:: EXERCISE BRIEF ::
Within the records below, find the line containing "stone building in this photograph.". Reproduce it and each line after it exactly, and nothing else.

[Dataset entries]
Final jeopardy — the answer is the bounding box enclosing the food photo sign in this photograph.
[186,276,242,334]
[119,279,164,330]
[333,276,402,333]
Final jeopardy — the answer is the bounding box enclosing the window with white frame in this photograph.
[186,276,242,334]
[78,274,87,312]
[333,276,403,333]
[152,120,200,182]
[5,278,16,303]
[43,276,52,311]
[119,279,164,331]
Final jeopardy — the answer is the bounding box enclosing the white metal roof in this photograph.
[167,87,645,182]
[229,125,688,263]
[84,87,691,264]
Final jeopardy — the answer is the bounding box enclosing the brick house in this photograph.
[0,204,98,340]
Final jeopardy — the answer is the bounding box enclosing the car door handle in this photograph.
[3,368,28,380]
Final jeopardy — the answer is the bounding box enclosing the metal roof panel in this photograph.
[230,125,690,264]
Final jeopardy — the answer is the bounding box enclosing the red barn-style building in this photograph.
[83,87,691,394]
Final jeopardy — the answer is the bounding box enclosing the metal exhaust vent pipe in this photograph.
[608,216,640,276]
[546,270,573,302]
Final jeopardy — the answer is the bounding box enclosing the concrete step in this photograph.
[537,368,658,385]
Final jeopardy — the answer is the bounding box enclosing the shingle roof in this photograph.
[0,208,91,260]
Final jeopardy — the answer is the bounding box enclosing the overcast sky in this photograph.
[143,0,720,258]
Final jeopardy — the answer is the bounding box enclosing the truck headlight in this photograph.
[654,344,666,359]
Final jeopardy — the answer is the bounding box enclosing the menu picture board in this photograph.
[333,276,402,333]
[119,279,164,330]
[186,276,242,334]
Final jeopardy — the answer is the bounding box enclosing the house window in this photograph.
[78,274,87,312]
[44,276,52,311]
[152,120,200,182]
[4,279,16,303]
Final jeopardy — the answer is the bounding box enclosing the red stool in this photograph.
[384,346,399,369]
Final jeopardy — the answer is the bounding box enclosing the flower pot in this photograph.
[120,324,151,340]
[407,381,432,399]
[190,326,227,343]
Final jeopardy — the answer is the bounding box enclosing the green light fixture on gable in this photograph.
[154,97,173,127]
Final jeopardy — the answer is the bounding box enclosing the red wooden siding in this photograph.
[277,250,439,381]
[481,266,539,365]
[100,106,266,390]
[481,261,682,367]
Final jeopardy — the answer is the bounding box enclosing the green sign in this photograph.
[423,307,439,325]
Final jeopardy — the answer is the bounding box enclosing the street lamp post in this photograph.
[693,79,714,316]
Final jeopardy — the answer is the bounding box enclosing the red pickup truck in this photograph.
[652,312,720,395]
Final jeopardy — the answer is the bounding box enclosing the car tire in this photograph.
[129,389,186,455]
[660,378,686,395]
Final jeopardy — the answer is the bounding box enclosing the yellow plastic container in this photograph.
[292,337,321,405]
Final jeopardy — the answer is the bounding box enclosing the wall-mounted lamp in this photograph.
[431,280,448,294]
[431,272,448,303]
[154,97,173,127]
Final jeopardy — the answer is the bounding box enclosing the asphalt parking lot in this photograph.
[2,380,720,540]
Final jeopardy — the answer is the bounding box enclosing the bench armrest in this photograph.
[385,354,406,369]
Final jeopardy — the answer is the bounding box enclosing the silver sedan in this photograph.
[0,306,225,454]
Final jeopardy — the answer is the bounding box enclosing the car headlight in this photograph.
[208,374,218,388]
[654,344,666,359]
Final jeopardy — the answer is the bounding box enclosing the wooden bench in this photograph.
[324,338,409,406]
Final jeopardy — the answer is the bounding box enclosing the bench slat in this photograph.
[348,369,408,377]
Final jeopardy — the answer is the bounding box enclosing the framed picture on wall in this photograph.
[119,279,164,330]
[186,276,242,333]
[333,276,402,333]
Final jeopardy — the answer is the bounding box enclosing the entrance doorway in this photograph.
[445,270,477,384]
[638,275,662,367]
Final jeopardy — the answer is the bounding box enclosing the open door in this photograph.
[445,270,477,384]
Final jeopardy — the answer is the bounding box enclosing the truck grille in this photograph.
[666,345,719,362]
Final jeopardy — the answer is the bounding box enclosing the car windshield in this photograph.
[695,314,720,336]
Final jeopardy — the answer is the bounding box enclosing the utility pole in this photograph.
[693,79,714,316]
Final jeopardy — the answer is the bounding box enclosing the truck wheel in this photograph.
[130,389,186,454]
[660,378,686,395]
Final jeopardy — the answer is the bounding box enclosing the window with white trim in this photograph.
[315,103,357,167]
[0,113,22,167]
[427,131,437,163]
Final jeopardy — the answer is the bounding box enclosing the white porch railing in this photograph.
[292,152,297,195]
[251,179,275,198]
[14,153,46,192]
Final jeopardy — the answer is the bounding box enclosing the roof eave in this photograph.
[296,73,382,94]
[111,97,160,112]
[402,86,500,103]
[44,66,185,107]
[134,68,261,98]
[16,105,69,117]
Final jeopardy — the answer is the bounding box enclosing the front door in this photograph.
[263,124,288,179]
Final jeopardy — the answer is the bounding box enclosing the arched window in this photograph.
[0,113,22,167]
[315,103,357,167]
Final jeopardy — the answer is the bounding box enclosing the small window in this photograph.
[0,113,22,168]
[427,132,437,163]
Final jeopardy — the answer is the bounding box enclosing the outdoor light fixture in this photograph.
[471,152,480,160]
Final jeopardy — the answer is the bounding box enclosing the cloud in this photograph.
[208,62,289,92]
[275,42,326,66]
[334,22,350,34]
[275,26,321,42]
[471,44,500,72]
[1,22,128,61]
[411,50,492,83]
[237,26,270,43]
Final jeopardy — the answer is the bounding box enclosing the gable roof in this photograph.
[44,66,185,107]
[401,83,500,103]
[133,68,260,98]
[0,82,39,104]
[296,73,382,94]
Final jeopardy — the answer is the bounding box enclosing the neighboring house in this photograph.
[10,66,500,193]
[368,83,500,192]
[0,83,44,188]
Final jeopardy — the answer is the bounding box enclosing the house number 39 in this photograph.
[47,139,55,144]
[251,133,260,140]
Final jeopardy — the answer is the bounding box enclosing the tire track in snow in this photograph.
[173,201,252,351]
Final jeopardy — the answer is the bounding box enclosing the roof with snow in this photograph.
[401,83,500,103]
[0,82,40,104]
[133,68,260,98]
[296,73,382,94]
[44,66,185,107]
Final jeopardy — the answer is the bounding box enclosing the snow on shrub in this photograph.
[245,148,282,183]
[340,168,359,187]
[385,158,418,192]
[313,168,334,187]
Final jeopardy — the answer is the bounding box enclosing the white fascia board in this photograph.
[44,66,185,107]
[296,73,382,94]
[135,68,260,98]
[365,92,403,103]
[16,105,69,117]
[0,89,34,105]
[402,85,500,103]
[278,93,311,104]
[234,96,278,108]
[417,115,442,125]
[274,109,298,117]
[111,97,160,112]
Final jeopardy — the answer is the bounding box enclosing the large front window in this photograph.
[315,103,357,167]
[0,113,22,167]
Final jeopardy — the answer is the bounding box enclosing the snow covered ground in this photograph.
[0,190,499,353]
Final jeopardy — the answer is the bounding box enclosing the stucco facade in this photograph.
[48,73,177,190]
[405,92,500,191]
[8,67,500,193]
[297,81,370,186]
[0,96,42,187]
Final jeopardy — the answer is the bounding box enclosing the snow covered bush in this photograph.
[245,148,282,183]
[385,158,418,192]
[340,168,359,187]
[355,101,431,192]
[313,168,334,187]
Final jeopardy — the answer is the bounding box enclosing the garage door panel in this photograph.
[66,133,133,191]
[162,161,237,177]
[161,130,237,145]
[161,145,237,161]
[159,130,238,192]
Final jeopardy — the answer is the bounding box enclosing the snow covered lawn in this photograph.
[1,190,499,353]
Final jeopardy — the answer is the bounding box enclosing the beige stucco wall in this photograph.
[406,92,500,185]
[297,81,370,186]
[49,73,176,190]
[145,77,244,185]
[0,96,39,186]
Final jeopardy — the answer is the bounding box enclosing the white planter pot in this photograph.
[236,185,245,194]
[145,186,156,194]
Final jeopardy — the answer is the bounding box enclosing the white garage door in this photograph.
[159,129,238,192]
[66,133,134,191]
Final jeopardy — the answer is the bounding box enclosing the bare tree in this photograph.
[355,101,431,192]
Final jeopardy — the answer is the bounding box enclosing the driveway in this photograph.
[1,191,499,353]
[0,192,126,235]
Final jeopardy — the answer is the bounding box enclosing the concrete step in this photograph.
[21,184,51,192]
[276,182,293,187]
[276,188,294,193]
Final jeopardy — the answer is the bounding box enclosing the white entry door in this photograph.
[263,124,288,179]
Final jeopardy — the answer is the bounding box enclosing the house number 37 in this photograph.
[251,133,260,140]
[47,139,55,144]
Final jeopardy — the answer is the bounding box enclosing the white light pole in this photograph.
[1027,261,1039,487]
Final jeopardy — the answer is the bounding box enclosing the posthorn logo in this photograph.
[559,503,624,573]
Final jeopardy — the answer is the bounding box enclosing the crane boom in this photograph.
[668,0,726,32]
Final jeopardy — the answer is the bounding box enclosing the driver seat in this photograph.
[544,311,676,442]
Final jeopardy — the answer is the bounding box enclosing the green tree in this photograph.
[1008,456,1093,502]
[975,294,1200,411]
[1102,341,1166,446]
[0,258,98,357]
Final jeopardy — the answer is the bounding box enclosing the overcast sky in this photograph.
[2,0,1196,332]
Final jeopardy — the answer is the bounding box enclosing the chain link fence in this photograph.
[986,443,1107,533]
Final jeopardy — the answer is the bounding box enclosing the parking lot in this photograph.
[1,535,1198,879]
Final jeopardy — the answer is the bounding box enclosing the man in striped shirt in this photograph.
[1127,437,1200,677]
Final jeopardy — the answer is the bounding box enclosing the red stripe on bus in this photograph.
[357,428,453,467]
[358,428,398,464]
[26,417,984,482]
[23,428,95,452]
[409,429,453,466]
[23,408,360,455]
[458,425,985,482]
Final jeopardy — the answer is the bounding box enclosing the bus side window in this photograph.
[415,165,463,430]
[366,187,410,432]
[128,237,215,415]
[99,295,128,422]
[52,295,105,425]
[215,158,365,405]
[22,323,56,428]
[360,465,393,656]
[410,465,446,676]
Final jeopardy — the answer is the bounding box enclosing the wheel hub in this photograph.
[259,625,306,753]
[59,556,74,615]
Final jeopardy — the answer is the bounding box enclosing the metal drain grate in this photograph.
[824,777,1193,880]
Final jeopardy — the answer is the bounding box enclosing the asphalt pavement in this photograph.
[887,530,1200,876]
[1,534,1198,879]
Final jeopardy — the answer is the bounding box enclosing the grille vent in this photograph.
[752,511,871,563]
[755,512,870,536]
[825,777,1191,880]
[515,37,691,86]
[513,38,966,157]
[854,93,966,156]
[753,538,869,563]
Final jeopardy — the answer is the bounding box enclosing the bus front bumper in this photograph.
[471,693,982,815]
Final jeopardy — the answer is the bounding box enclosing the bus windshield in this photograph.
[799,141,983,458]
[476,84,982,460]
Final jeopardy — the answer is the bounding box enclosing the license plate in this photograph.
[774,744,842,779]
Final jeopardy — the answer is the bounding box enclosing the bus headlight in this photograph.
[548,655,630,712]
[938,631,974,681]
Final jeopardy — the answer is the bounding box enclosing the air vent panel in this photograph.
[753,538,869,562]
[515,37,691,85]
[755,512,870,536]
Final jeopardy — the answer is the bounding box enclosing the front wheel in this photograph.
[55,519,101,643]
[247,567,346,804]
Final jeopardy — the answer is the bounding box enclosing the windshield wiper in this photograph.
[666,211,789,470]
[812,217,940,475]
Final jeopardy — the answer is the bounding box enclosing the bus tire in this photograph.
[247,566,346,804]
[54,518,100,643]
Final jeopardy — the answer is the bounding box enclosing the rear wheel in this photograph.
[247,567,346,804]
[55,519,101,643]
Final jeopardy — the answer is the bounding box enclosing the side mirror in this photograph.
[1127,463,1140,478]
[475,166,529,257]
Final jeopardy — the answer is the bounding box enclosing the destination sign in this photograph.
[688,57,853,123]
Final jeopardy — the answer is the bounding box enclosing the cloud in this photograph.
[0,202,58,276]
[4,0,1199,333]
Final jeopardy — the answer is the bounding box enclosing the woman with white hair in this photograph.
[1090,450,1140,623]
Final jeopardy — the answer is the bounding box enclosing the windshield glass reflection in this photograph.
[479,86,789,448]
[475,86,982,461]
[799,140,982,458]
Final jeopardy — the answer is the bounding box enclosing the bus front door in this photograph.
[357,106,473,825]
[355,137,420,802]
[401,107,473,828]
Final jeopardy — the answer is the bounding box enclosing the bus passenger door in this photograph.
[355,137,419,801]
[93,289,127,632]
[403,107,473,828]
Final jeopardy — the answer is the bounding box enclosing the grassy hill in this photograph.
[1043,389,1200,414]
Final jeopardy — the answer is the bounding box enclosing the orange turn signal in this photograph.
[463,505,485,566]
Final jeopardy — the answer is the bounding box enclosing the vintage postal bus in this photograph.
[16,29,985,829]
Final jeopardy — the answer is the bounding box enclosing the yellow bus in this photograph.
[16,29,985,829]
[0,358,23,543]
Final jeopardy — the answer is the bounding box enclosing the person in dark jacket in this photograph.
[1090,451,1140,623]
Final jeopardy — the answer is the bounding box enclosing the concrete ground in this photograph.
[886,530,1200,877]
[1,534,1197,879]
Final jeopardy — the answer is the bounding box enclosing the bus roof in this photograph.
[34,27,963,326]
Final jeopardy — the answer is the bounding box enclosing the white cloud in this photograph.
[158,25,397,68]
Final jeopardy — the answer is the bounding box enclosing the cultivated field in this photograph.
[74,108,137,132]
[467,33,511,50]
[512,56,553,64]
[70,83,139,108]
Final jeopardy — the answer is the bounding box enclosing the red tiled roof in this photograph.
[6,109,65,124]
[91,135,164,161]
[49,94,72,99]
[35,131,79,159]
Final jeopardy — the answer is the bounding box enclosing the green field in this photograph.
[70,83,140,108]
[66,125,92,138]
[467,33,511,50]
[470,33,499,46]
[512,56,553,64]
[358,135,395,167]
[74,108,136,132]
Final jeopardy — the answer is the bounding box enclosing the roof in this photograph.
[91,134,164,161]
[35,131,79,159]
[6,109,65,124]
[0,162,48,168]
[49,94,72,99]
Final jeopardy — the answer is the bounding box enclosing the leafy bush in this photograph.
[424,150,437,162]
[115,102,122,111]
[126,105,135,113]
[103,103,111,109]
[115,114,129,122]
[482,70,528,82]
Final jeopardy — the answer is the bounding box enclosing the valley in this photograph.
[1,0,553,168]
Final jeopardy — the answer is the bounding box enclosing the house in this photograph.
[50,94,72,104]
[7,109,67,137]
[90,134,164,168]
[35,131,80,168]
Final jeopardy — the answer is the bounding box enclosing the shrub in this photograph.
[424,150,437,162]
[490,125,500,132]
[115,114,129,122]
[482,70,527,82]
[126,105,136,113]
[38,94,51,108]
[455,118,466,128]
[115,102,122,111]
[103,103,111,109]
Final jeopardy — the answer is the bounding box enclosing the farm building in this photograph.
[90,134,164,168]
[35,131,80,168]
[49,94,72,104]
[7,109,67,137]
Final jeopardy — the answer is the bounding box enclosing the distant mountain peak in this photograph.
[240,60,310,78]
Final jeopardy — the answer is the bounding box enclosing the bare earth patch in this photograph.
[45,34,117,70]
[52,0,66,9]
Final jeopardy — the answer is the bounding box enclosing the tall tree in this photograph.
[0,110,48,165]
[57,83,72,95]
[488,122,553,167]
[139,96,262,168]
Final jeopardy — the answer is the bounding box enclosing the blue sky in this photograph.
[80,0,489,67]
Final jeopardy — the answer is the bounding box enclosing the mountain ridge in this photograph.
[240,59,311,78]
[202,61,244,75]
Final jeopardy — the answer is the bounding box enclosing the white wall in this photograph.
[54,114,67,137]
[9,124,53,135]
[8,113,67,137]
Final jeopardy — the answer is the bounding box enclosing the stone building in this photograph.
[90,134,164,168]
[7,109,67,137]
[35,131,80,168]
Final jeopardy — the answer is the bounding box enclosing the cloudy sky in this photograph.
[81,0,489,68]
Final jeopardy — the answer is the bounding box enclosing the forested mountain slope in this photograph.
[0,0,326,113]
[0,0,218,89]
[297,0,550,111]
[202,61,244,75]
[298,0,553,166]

:: EXERCISE RESPONSE ::
Final jeopardy — the answer is the bounding box enclosing the stone building in this photograph.
[90,134,164,168]
[7,109,67,137]
[35,131,80,168]
Final jeopardy — the answer is the bounding box enclosing the cloudy sky in this photograph.
[81,0,489,68]
Final jeopardy — the answer is the bounding box enclosing the forested mountain slope in this photograph.
[0,0,326,113]
[0,0,218,89]
[297,0,550,111]
[202,61,244,75]
[298,0,553,166]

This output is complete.